Work required.
Include in the output the line containing "Task — pin one" and each subsequent line of the records, through the end, transcribed exactly. Add nothing else.

Input data.
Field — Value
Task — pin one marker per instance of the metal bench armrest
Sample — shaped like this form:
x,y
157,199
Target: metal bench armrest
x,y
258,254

Written solution.
Task — pin one marker per instance of the metal bench armrest
Sample — shaped like this form:
x,y
157,199
Target: metal bench armrest
x,y
258,254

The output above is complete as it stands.